Uncertainty about health and longevity may lead to either unintended bequest (Yaari, 1965) or exhaustion of accumulated resources, and the latter calls for social insurance programs. Hubbard et al. (1995) found low-income households choose not to save in order to remain eligible for social insurance programs. Financial products such as annuities and reverse mortgages can help households to hedge longevity risk, but they seem to be unpopular (Johnson et al., 2004). Various explanations are provided for the low adoption of annuities, including the preference for lump-sum payment, inability to annualize at favorable rates, bequest motives, alternative resources of annuity income, and inertia and lack of financial sophistication (Benartzi et al., 2011; Brown & Poterba, 2000; Lockwood, 2018).
Bequest motive can also potentially account for unexplained changes in observed consumption. People leave unintended bequests when they die accidentally, but bequest motives usually refer to voluntary bequests that individuals intentionally plan to leave to family. Evidence on the prevalence of voluntary bequests is mixed. Although Kotlikoff and Summers (1981) estimated that 80% of U.S. wealth accumulation is due to intergenerational transfers, Modigliani (1988) suggested this fraction is just 20%. Bernheim et al. (1985) found that families with higher bequeathable wealth and more children have higher visitation rates, suggesting that parents can strategically use bequests to influence children’s decisions.
The intertemporal non-separability suggests that the consumption in one period affects the person’s consumption in the next period, which can arise from reasons including habits, cue theory, durability, and homeownership. With habit formation, the marginal utility derived from present consumption also depends on past consumption; hence, the habits reduce the variability of consumption across time. However, studies find that the impact of habit formation on nondurable consumption is limited (Dynan, 2000; Meghir & Weber, 1996; Rhee, 2004). Cue theory suggests that individuals receive additional utility of consumption from paring of a cue; for example, the expectation of a positive feeling of pleasure after a drink increases the marginal utility of drinking. Laibson (2001) suggested that small changes in cues can give rise to a large marginal utility of consumption. Durable goods such as housing, appliances, furniture, vehicles, books, and electronic equipment, once consumed, can affect household consumption in multiple subsequent periods. Adams et al. (2009) and Aaronson et al. (2012) documented that a small income increase induces spending (i.e., the small down payment) for vehicles among lower-income households. Similarly, housing is a large durable good requiring a high down payment. Households usually finance housing consumption through a mortgage. Consistent with the PIH, Gerardi et al. (2010) documented that, since the 1980s, housing spending predicts households’ future income, indicating a small imperfectness of the mortgage market.

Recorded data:
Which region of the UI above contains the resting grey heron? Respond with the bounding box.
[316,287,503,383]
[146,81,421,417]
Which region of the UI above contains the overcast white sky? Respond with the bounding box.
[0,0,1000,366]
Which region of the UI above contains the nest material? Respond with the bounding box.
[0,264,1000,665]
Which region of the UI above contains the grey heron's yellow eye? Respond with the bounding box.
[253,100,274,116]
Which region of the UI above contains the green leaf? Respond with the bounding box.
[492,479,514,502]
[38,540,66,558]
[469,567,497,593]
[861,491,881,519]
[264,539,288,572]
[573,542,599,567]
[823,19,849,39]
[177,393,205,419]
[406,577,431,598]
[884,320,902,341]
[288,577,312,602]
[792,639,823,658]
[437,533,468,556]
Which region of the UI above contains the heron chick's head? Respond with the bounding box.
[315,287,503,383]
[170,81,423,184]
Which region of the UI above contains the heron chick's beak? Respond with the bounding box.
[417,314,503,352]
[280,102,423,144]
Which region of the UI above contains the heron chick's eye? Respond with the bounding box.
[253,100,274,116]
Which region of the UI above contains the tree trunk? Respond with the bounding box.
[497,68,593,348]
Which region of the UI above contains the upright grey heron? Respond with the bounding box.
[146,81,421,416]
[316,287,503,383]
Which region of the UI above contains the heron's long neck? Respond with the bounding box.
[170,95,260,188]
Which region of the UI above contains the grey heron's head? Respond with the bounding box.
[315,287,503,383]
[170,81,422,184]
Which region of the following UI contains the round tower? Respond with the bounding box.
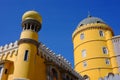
[72,16,117,80]
[14,11,42,80]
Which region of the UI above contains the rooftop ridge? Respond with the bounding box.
[0,41,18,53]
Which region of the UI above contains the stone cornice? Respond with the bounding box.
[72,23,114,40]
[0,41,82,78]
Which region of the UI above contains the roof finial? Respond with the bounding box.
[88,11,92,18]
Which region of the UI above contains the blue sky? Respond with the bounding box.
[0,0,120,65]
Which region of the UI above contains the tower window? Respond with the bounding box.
[82,49,86,57]
[24,50,29,61]
[102,47,108,54]
[83,75,90,80]
[83,61,87,67]
[105,59,110,64]
[80,33,84,40]
[0,64,4,80]
[99,30,104,37]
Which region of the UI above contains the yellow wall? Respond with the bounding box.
[73,23,117,80]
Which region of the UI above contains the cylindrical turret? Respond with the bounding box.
[14,11,42,80]
[72,16,116,80]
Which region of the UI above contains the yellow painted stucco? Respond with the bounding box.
[72,23,118,80]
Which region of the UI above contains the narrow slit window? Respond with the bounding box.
[24,50,29,61]
[99,31,104,37]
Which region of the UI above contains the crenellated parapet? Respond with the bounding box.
[39,43,80,77]
[0,41,18,61]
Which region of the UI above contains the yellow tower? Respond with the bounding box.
[72,16,118,80]
[14,11,42,80]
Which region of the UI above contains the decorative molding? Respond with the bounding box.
[18,38,39,47]
[0,41,82,79]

Exercise goal
Translate this sentence from the consumption and bequest text into Spanish: "Households usually finance housing consumption through a mortgage." The records play no part in this work.

Result of this task
Los hogares suelen financiar el consumo de vivienda mediante una hipoteca.